>> start Excerpted passage
Request advice-need "brighter" speakers than Totem Hawks


Hi All-
Love the community here; first time poster.
My gear:
i have a pair of Totem Hawks, driven by Sim Audio W-5 amp and P-5 pre. I listen primarily to Redbook CDs via a Marantz SA8005. Cables are all Audience AU24SE. I listen both through a modded Eastern Electric DAC (op amp upgraded, tube removed) and direct from CDP to preamp (teensy sound difference between DAC/no DAC, if any). My medium sized room is pretty dead sonically (carpet, textile window coverings).
>> end Excerpted passage
>> start Supplied material
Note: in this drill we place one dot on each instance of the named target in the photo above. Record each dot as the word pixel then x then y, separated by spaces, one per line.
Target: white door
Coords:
>> end Supplied material
** Tasks and exercises **
1. Translate this sentence from the speaker advice post into Spanish: "My medium sized room is pretty dead sonically (carpet, textile window coverings)."
2. Write a continuation of the speaker advice post that picks up right after its last sentence.

** Results for each task **
1. Mi sala de tamaño mediano es bastante apagada acústicamente (alfombra, cortinas de tela en las ventanas).

2.
My Issue:
The high frequencies are uncrisp, rolled off severely, muted, and just lacking generally, especially on contemporary works (jazz, rock). I don’t hear cymbals, hi-hats, or rich, crisp snare drums (yeah, I’m a drummer). Listening to my favorite disks is a deeply disappointing experience, Though classical sounds ok to fine. I am thinking that I need brighter speakers than the Hawks (though there are numerous folks who extoll Sim Audio plus Totem speakers, something is not right. I do have a bit of hi-freq. hearing loss from playing percussion for over 40 years (amateur), but I’ve heard a number of less expensive systems that sound better to me. My first thought is to go for a used pair of B&Ws (CM5s?) or Vandersteens (assuming good WAF on the latter) to swap out for the Hawks. I’m on a budget, but am not above selling some of the current gear to pay for the right equipment.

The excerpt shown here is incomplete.